◆ DATA FOR PROCESSING ◆
+ + + + + + +
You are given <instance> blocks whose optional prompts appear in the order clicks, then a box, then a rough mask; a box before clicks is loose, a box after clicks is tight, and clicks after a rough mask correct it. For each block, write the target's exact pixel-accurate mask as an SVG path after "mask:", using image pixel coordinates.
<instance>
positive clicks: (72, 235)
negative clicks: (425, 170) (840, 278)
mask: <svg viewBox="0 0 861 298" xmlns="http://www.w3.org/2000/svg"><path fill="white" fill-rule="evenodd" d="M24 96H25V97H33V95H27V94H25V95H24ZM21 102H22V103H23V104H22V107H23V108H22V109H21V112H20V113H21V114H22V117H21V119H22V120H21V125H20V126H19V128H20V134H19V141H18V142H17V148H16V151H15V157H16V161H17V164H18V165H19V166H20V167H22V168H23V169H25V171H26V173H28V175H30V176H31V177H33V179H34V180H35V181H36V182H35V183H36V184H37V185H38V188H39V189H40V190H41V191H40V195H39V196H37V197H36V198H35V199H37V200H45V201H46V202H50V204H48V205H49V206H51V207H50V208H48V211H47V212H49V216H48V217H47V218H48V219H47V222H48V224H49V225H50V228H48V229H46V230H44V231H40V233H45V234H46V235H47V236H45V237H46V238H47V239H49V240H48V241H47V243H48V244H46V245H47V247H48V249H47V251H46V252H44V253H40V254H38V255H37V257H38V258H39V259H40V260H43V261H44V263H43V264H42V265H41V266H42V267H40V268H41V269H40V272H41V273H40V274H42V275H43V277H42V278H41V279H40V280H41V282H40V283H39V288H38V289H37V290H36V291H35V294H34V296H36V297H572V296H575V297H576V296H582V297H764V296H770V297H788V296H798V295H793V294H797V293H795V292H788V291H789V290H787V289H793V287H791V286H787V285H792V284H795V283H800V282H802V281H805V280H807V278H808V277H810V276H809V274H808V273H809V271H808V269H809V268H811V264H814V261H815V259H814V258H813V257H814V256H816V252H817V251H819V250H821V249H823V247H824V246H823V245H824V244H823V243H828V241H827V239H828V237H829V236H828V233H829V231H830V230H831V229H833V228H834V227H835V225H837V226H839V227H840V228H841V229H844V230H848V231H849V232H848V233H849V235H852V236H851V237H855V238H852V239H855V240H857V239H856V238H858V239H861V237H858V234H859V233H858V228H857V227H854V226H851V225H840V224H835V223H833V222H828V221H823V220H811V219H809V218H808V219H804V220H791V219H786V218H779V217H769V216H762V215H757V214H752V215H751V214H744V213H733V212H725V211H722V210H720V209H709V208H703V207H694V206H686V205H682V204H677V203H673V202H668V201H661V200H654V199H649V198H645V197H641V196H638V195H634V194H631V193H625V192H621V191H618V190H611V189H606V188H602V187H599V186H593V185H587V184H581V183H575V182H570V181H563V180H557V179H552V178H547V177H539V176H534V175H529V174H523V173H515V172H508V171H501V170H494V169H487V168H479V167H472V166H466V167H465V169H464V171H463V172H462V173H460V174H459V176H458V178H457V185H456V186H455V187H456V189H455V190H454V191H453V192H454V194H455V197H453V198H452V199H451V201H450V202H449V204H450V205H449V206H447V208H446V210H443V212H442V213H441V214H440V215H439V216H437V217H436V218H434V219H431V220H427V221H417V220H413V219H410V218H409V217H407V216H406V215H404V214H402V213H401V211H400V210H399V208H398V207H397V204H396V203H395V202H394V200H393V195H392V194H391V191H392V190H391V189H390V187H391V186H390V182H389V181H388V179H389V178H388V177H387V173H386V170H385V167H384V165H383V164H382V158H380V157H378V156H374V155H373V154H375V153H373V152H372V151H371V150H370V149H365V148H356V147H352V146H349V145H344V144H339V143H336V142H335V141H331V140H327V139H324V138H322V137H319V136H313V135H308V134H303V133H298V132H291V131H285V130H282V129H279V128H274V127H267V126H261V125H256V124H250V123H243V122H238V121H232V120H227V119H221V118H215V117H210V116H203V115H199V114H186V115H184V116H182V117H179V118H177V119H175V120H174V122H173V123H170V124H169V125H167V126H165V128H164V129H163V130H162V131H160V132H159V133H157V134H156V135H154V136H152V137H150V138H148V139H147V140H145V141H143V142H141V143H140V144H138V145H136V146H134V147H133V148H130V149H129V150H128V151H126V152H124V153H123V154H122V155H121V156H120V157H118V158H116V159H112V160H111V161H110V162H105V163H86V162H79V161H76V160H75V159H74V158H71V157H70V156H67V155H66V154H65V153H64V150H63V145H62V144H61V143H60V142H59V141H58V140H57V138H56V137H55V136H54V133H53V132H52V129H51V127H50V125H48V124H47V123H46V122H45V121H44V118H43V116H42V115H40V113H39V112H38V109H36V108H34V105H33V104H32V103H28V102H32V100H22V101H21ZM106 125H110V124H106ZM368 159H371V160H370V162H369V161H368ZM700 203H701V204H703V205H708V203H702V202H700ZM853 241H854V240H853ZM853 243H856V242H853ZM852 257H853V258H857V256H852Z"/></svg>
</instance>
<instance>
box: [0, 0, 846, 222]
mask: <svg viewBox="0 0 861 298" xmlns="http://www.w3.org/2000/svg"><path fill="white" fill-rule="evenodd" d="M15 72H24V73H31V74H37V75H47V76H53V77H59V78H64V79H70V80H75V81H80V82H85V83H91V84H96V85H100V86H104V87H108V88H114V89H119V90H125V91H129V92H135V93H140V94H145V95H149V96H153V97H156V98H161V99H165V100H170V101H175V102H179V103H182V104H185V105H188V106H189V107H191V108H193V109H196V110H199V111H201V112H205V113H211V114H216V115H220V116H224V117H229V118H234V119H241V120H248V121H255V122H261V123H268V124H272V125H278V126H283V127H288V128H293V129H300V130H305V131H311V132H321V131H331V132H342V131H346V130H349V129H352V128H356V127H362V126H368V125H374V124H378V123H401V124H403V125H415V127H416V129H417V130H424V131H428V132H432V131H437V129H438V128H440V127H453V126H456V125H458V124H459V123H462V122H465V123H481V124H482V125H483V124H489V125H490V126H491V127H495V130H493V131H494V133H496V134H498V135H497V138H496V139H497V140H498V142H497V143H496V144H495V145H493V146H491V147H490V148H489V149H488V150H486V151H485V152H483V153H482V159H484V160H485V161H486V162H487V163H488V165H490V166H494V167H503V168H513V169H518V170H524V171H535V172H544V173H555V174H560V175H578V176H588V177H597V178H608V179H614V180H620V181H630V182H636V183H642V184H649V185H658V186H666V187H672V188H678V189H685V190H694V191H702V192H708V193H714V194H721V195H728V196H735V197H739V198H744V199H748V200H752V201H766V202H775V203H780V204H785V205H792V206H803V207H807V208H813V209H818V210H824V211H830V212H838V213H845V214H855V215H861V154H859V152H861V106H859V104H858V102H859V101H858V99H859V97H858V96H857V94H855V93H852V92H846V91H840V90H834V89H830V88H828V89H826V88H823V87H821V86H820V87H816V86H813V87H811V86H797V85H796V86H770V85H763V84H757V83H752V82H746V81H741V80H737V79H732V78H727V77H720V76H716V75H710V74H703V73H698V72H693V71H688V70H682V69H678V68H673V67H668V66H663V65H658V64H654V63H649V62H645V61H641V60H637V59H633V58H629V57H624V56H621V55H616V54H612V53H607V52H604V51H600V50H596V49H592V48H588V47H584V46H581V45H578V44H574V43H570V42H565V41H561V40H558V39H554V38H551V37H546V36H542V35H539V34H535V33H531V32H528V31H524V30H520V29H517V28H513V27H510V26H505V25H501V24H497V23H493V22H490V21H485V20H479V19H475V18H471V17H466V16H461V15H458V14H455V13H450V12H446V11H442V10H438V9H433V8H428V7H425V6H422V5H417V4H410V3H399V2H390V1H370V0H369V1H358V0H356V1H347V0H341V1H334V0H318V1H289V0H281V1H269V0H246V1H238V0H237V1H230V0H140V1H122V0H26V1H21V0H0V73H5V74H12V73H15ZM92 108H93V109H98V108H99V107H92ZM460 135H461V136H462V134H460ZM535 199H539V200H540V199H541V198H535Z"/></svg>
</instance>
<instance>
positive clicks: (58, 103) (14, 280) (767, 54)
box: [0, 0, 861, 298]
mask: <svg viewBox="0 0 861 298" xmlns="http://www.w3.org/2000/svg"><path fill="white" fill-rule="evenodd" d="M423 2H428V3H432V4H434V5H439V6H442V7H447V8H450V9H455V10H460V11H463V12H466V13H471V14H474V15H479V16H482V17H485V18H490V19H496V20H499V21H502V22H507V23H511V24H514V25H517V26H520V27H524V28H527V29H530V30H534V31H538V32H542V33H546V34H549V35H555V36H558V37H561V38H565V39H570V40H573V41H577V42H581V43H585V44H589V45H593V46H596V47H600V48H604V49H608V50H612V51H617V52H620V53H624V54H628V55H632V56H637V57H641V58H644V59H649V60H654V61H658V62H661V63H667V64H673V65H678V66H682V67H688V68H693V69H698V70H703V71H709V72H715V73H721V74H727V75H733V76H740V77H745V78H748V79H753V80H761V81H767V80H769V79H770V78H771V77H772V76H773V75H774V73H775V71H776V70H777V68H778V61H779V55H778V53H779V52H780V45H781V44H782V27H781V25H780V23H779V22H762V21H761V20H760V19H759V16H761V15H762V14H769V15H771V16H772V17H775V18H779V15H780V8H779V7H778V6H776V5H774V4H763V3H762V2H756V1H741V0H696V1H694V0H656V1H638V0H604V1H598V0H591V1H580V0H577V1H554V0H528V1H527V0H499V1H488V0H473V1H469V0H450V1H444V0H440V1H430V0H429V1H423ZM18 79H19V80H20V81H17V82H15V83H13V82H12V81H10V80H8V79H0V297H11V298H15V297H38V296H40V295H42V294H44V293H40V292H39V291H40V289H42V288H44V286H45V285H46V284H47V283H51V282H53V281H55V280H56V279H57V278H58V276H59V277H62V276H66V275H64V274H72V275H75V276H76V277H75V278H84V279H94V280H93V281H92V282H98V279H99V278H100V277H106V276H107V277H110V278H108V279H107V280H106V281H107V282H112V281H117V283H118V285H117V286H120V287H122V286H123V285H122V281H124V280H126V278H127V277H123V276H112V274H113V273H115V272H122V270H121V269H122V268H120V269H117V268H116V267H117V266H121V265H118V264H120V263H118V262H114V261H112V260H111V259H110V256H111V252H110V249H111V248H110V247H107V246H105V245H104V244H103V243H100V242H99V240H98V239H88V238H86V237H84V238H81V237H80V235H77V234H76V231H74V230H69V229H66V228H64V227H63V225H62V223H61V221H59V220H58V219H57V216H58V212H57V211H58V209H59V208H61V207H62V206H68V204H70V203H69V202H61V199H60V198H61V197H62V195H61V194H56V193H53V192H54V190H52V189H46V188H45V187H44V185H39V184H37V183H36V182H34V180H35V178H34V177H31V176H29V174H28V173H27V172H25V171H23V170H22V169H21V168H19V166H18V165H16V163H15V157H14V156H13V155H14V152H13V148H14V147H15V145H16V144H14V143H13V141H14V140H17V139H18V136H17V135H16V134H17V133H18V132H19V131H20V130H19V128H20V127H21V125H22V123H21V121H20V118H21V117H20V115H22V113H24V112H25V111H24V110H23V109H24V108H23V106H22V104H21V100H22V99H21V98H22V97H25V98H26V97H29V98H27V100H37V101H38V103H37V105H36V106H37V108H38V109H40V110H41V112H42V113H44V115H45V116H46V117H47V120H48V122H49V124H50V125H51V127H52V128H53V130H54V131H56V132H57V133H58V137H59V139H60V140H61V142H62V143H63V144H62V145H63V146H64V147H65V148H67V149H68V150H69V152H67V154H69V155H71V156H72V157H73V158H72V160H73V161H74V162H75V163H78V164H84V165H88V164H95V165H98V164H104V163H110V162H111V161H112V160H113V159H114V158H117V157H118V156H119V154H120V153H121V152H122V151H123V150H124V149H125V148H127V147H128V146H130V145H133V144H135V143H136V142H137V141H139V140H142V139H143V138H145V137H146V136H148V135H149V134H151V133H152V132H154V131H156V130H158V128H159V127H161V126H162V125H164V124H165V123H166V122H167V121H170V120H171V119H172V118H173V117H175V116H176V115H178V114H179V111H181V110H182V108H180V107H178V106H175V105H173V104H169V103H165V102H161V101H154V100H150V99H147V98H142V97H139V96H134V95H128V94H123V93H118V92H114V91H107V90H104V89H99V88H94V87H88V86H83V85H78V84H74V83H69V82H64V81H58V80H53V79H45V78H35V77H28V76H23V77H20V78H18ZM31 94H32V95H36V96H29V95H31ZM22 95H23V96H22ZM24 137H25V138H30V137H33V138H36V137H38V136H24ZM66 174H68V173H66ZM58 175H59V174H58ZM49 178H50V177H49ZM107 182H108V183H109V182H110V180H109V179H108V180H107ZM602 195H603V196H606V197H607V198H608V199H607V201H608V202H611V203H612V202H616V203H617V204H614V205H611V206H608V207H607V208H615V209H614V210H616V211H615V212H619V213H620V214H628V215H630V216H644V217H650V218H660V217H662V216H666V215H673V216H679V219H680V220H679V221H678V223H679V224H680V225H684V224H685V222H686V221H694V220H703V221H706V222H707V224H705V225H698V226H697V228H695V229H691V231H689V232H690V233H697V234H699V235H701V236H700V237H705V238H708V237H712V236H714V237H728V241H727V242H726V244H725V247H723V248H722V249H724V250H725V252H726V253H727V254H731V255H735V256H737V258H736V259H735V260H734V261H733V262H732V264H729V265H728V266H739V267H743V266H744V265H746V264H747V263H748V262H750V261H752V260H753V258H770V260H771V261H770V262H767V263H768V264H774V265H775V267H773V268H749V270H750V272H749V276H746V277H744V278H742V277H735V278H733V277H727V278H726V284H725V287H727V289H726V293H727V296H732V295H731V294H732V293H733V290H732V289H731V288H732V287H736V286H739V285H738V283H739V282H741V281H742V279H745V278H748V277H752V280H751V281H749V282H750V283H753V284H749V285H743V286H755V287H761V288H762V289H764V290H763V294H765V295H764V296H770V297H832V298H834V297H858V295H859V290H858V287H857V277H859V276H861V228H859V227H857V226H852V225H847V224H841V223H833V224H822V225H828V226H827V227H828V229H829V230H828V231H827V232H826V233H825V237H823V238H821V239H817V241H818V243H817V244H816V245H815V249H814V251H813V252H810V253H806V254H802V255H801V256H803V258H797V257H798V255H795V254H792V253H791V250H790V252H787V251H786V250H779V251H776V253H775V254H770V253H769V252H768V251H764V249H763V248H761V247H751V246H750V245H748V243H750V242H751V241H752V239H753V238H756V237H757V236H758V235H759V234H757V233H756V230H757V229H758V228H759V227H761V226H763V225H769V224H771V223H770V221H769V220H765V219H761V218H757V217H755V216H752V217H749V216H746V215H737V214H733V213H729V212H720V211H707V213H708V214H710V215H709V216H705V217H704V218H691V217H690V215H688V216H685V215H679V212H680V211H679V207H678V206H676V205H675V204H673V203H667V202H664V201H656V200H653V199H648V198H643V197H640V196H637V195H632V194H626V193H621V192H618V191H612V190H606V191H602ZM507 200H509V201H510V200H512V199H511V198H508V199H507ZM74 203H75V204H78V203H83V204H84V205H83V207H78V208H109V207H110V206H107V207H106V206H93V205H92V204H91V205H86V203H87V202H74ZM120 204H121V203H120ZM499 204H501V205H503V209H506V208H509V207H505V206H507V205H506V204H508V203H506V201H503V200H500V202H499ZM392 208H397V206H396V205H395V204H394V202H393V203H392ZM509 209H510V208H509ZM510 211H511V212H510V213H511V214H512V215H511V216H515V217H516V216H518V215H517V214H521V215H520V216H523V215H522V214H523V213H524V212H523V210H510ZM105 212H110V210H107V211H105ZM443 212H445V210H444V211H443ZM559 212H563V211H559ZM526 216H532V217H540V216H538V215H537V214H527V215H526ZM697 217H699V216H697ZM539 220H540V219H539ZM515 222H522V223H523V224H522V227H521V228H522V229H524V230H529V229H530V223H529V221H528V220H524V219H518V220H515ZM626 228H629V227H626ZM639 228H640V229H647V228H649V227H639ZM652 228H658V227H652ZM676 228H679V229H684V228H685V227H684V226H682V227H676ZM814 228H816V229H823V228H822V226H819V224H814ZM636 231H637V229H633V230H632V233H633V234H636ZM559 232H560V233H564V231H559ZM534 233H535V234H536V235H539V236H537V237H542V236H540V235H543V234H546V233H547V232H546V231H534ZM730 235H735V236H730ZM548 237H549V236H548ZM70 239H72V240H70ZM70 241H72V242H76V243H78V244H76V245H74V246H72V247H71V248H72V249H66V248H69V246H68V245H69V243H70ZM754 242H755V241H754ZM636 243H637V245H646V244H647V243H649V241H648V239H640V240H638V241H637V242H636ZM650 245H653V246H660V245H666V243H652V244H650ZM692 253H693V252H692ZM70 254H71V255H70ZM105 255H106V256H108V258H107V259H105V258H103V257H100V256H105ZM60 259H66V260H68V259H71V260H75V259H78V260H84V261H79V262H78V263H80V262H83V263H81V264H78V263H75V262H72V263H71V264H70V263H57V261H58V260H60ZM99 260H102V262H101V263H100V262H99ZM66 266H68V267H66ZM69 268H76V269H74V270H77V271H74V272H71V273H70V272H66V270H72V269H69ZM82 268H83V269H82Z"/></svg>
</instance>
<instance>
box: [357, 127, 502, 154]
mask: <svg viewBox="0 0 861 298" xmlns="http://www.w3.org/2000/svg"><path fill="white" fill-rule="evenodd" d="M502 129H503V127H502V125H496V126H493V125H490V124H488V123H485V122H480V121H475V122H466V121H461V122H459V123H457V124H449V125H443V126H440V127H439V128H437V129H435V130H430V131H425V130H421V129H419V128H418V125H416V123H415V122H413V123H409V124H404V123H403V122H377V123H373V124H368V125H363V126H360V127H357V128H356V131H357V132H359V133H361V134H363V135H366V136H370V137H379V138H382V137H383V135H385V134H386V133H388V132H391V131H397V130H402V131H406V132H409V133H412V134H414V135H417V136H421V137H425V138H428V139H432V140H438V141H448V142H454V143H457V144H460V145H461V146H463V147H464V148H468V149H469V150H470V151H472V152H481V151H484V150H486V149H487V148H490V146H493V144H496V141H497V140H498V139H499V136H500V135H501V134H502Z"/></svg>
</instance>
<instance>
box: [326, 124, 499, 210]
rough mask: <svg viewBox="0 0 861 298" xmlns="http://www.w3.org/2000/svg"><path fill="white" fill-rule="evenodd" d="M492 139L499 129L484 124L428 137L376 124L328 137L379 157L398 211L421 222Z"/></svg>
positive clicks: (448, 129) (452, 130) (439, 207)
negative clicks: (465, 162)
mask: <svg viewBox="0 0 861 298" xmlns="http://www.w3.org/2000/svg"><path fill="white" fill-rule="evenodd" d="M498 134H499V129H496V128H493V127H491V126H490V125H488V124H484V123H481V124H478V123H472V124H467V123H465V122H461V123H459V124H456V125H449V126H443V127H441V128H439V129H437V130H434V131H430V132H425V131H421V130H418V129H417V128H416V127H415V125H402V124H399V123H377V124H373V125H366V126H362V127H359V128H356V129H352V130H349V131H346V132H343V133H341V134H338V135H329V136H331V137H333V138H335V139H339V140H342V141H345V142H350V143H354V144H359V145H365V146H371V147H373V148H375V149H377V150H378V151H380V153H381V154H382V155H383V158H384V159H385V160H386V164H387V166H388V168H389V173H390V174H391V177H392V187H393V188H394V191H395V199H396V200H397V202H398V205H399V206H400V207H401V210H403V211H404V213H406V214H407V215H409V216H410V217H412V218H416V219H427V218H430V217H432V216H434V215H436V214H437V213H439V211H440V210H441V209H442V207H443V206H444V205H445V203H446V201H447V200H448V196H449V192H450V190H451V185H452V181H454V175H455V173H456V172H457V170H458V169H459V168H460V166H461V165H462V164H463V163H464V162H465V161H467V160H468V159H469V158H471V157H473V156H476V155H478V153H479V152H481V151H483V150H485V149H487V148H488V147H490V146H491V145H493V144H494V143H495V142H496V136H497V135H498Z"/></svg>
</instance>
+ + + + + + +
◆ TASK REQUIREMENTS ◆
Find every line of the rows above that contains the string "positive" and copy each of those lines in full.

◆ TASK SOLUTION ◆
positive clicks: (72, 235)
positive clicks: (58, 103) (14, 280) (767, 54)
positive clicks: (448, 129) (452, 130) (439, 207)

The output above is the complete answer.